Document extract -
....................

August 19, 2003
Case Study

Two-Step Landing Page Gets More Leads Than Single-Page -- Involve Prospects to Raise Responses

SUMMARY: If you are involved in landing page (A.K.A. splash page) strategy or design, definitely see this Case Study. Includes best practices tips and test results showing what happens when you break them. Fascinating data, especially useful for business-to-business marketers who need to generate sales leads.
CHALLENGE
"I really don't give a crap about my click rate in campaigns," says Joel Bines President Crossover Solutions. "I care about my conversions."

"I don't need thousands of leads. I want to focus my marketing activity in a place where I know I'm speaking to a high percentage of people who will recognize I'm selling something they desperately need."

To raise sales this summer, Bines needed to create what he calls a "classic lead gen campaign." "The challenge is we're a little- known company in the marketplace. The campaign had to introduce us, talk to them about how we address their needs, do a little education and generate leads."

CAMPAIGN
First Bines chose a low-risk (under $5,000) media to test, sponsoring an email newsletter. He researched the range of newsletters serving the marketing professional demographic. There are quite a few of them, so Bines made his final decision based on two specific elements:

a. A strong and unique editorial personality because Bines
hoped readers would be more passionate about it than
competing publications, and that passion could rub off on
his offer.

b. Previous sponsors with offers that Bines respected, which
Bines hoped create an environment in which readers took
sponsors seriously. "You don't see ads for crappy things
in Sherpa newsletters."

Next he did something very smart (which very few other business marketers take the time to do). Well ahead of ad creative deadlines, he sent his suggested copy to the newsletter's publisher asking for input.

Bines only had nine lines of copy, including white space and headline, to convince readers to click on his offer link. He had to make every word count.

His first try:

Sponsor: How-To Guide for Landing Pages & Targeted Microsites
==================================================
Step-by-step guide provides 11 useful tips and all the
information you need to use landing pages and microsites to
convert more prospects into qualified sales leads. Want
measurable results? Want to customize your campaigns for
different audience segments? Want to track response instantly?
Want to adjust campaigns on the fly? Want more sales leads? Use
landing pages and microsites. Get your no-obligation How-To
Guide: (URL to go here)
==================================================


The newsletter publisher replied with the following advice:

"a. Nobody reads solid copy blocks, so cut copy and add white
space and bullets
b. Perhaps put the prospect's pain-point in top line
c. Love the '11 useful tips' offer - numbers rock."

....................

Data section -
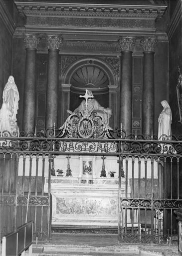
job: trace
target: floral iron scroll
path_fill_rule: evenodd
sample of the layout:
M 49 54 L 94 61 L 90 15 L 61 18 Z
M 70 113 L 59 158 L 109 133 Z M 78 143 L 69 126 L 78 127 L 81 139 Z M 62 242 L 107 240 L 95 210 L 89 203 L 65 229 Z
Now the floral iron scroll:
M 178 66 L 178 71 L 180 73 L 180 76 L 178 78 L 178 84 L 177 86 L 177 92 L 180 113 L 180 120 L 179 122 L 182 124 L 182 75 L 181 74 L 179 66 Z

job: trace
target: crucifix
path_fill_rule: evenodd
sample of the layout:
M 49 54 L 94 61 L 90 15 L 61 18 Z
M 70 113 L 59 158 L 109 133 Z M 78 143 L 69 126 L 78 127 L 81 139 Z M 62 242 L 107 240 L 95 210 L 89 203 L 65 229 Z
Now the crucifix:
M 102 159 L 102 169 L 101 172 L 101 174 L 100 177 L 106 177 L 106 170 L 105 170 L 105 164 L 104 164 L 104 160 L 106 159 L 106 158 L 105 158 L 104 156 L 101 158 L 101 159 Z
M 66 177 L 68 177 L 69 176 L 71 176 L 72 177 L 72 174 L 71 174 L 71 170 L 70 169 L 70 165 L 69 164 L 69 158 L 71 158 L 71 156 L 66 156 L 66 158 L 68 160 L 68 164 L 67 166 L 67 170 L 66 170 Z
M 88 94 L 88 90 L 86 89 L 85 90 L 85 95 L 80 95 L 80 98 L 85 98 L 85 108 L 87 108 L 88 107 L 88 99 L 90 98 L 93 98 L 94 96 L 93 95 L 90 96 Z

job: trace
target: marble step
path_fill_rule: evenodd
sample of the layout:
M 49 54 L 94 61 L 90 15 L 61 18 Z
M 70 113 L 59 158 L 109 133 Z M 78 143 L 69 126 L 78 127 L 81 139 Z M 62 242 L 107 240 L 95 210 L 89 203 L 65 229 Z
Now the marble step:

....................

Given problem 1 - In the landing page case study, how much did the low-risk media that Bines chose to test cost?
Given problem 2 - Rewrite all three records with "trace" changed to "outline" and everything else kept the same. Leave out the picture lines.
The case study and the records are separate material with no connection to each other.

Worked solution 1 - It cost under $5,000.

Worked solution 2 -
job: outline
target: floral iron scroll
path_fill_rule: evenodd
sample of the layout:
M 49 54 L 94 61 L 90 15 L 61 18 Z
M 70 113 L 59 158 L 109 133 Z M 78 143 L 69 126 L 78 127 L 81 139 Z M 62 242 L 107 240 L 95 210 L 89 203 L 65 229 Z
Now the floral iron scroll:
M 178 66 L 178 71 L 180 73 L 180 76 L 178 78 L 178 84 L 177 86 L 177 92 L 180 113 L 180 120 L 179 122 L 182 124 L 182 75 L 181 74 L 179 66 Z

job: outline
target: crucifix
path_fill_rule: evenodd
sample of the layout:
M 49 54 L 94 61 L 90 15 L 61 18 Z
M 70 113 L 59 158 L 109 133 Z M 78 143 L 69 126 L 78 127 L 81 139 Z M 62 242 L 107 240 L 95 210 L 89 203 L 65 229 Z
Now the crucifix:
M 102 159 L 102 169 L 101 172 L 101 174 L 100 177 L 106 177 L 106 170 L 105 170 L 105 164 L 104 164 L 104 160 L 106 159 L 106 158 L 105 158 L 104 156 L 101 158 L 101 159 Z
M 66 177 L 68 177 L 69 176 L 71 176 L 72 177 L 72 174 L 71 174 L 71 170 L 70 169 L 70 165 L 69 164 L 69 158 L 71 158 L 71 156 L 66 156 L 66 158 L 68 160 L 68 164 L 67 166 L 67 170 L 66 170 Z
M 88 94 L 88 90 L 86 89 L 85 90 L 85 95 L 80 95 L 80 98 L 85 98 L 85 108 L 87 108 L 88 107 L 88 99 L 90 98 L 93 98 L 94 96 L 93 95 L 90 96 Z

job: outline
target: marble step
path_fill_rule: evenodd
sample of the layout:
M 49 54 L 94 61 L 90 15 L 61 18 Z
M 70 113 L 59 158 L 109 133 Z M 78 143 L 69 126 L 78 127 L 81 139 Z M 62 242 L 107 240 L 95 210 L 89 203 L 65 229 Z
Now the marble step:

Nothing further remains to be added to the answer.